WHAT YOU SHOULD DO
Report, verbatim, every line in the rows below that contains the word "plank".

begin LISTING

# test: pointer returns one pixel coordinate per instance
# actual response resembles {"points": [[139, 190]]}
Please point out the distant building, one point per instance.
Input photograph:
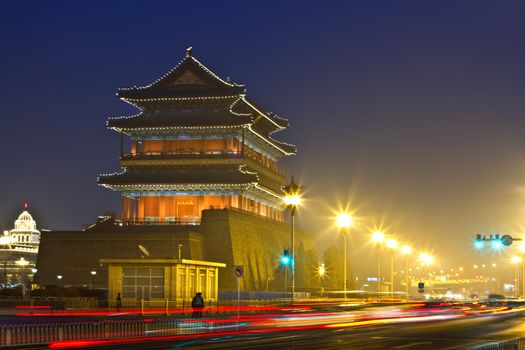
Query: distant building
{"points": [[18, 250], [200, 176]]}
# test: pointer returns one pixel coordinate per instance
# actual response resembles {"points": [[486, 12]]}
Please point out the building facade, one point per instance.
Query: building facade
{"points": [[197, 143], [157, 280]]}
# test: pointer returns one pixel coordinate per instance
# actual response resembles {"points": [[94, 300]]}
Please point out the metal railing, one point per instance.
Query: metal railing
{"points": [[182, 154], [515, 344], [170, 222], [79, 303], [43, 333]]}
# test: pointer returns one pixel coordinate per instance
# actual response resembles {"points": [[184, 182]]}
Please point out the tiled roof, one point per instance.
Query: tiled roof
{"points": [[179, 175]]}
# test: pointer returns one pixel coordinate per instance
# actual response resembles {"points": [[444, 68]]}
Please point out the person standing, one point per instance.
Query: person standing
{"points": [[197, 304]]}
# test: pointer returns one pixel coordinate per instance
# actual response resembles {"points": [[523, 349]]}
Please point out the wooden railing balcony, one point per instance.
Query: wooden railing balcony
{"points": [[195, 154], [169, 222], [183, 154]]}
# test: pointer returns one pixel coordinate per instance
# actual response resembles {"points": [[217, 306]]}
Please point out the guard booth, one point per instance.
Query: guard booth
{"points": [[158, 280]]}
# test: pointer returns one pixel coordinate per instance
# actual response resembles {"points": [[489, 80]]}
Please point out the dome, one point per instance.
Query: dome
{"points": [[25, 223], [25, 216]]}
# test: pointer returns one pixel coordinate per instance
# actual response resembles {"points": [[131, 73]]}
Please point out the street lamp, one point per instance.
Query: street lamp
{"points": [[321, 270], [344, 220], [93, 274], [292, 199], [426, 260], [22, 263], [406, 250], [378, 237], [516, 260], [392, 245]]}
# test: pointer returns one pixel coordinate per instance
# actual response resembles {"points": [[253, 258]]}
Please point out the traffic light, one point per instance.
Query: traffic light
{"points": [[285, 258], [478, 244]]}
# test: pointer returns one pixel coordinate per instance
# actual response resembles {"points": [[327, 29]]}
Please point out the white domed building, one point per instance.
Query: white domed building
{"points": [[18, 251], [25, 234]]}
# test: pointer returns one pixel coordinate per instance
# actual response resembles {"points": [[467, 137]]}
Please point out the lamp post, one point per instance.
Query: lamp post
{"points": [[426, 260], [22, 263], [392, 245], [344, 220], [406, 250], [93, 274], [516, 260], [378, 237], [292, 199]]}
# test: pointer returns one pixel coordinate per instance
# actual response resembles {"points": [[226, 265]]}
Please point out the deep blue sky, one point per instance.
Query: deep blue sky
{"points": [[414, 109]]}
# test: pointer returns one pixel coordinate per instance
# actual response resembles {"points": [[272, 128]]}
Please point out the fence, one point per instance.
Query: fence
{"points": [[43, 333], [515, 344]]}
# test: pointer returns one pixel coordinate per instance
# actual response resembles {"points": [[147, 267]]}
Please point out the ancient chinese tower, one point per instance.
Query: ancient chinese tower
{"points": [[197, 143]]}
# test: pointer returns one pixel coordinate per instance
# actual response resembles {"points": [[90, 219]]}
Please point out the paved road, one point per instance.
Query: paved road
{"points": [[443, 335]]}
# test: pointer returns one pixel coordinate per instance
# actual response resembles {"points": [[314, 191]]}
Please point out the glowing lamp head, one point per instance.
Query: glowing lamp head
{"points": [[378, 237], [344, 220], [497, 245], [391, 244], [426, 259], [292, 199], [321, 270], [22, 262]]}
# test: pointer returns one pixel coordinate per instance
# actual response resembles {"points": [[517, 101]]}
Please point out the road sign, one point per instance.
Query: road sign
{"points": [[238, 271]]}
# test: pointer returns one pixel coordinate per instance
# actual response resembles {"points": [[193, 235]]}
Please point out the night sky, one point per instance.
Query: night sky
{"points": [[411, 112]]}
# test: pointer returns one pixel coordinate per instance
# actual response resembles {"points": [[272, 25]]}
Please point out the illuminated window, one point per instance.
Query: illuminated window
{"points": [[143, 283]]}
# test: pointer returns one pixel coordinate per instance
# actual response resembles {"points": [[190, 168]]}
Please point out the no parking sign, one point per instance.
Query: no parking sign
{"points": [[238, 271]]}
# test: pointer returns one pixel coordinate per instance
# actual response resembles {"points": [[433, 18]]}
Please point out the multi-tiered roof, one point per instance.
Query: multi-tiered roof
{"points": [[190, 98]]}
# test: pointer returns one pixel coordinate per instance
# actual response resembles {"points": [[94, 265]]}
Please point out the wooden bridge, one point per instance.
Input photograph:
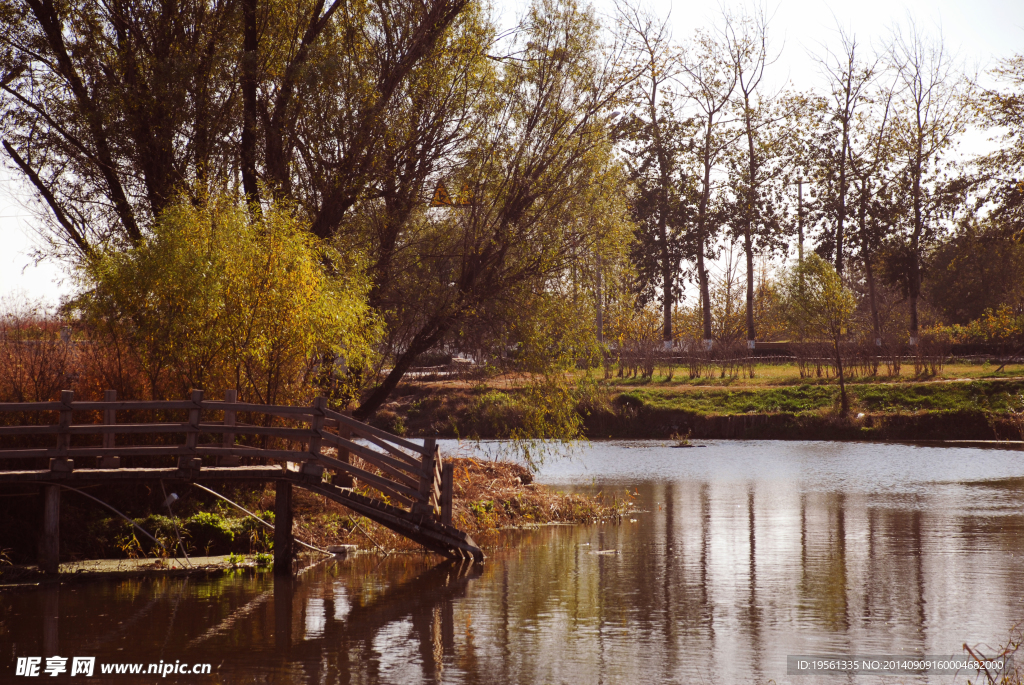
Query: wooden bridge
{"points": [[406, 486]]}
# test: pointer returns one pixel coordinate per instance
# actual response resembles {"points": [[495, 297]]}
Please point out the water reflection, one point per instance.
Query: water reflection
{"points": [[718, 582]]}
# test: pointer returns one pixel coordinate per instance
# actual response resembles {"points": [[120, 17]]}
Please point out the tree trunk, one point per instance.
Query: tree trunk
{"points": [[702, 233], [843, 399], [249, 104], [841, 219]]}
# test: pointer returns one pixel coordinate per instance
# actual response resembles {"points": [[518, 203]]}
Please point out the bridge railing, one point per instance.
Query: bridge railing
{"points": [[408, 474]]}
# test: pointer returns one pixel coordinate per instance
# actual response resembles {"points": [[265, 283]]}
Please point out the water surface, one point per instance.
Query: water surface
{"points": [[747, 552]]}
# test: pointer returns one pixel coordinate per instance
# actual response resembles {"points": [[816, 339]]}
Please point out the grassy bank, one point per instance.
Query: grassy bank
{"points": [[963, 402], [489, 497]]}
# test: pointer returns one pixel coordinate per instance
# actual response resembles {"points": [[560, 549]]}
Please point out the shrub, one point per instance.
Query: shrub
{"points": [[217, 298]]}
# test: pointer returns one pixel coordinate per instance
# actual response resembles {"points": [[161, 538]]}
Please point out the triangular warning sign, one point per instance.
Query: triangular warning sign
{"points": [[441, 197]]}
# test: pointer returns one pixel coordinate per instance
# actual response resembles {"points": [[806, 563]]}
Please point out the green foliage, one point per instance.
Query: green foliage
{"points": [[819, 307], [210, 533], [538, 420], [796, 399], [214, 298]]}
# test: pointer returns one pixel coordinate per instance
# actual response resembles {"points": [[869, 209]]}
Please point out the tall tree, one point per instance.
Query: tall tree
{"points": [[747, 38], [537, 161], [932, 112], [653, 159], [848, 77], [709, 81], [112, 110]]}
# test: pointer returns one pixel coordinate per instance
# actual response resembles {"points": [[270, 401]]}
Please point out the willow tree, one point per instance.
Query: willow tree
{"points": [[531, 175], [110, 110], [932, 110]]}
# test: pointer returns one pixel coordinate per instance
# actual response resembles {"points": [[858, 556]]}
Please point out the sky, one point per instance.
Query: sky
{"points": [[980, 31]]}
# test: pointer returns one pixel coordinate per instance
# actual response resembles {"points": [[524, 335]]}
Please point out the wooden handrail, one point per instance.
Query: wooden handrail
{"points": [[413, 479], [366, 430]]}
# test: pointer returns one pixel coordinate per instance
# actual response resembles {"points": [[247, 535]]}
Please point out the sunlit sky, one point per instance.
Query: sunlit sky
{"points": [[981, 32]]}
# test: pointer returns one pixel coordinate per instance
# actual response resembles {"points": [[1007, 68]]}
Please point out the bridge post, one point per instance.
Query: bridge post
{"points": [[448, 483], [49, 539], [283, 527], [227, 439], [110, 418]]}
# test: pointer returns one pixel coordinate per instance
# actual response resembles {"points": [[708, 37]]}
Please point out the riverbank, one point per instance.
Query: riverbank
{"points": [[903, 409], [489, 497]]}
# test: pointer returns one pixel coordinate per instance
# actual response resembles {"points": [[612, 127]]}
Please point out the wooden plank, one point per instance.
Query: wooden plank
{"points": [[49, 539], [109, 475], [30, 430], [283, 527], [31, 407], [110, 419], [192, 437], [281, 455], [227, 437], [166, 451], [64, 437], [217, 405], [365, 430], [403, 478], [132, 405], [427, 476], [127, 428], [406, 495], [376, 458], [316, 426], [448, 491], [249, 429], [409, 459]]}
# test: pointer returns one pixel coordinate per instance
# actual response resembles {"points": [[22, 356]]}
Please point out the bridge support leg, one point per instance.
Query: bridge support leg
{"points": [[283, 527], [49, 540]]}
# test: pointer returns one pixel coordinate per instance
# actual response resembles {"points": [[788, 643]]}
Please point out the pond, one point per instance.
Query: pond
{"points": [[745, 553]]}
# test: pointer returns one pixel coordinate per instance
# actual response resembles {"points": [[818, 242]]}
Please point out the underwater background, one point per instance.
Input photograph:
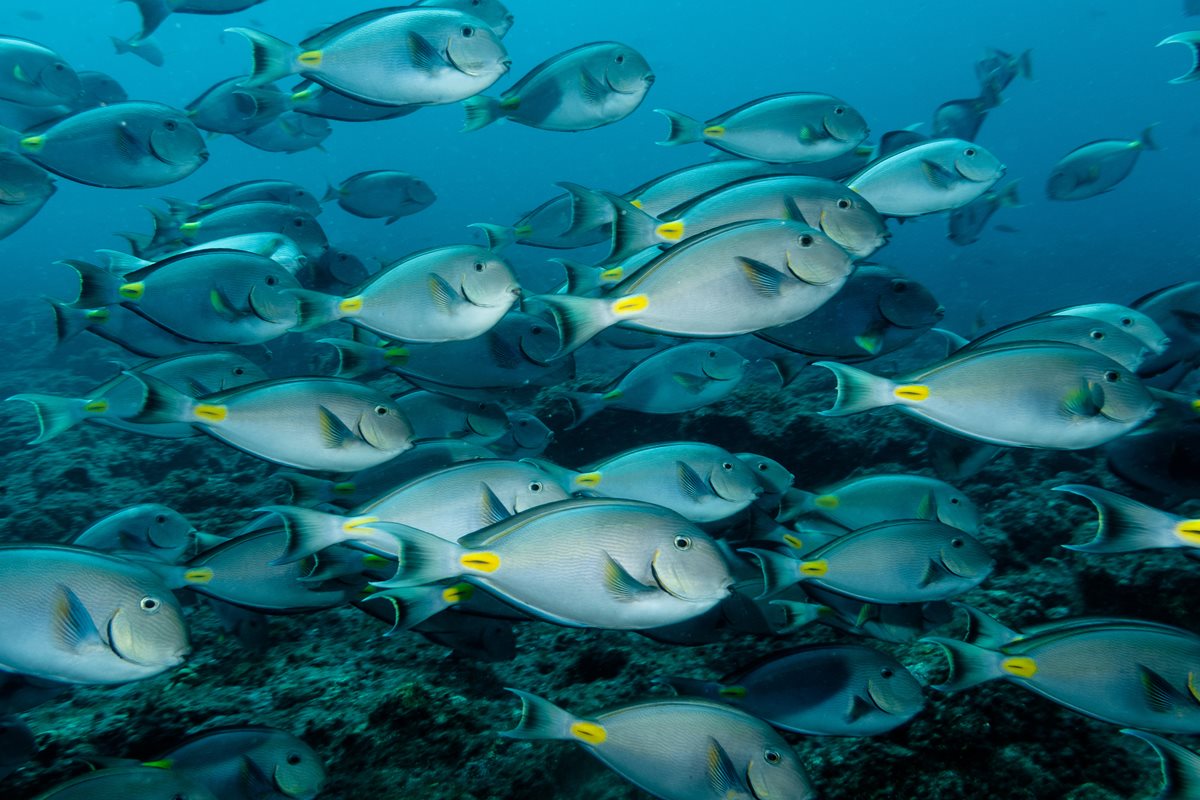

end LISTING

COMPLETED TASK
Please point out the wooden plank, one point per instance.
Query: wooden plank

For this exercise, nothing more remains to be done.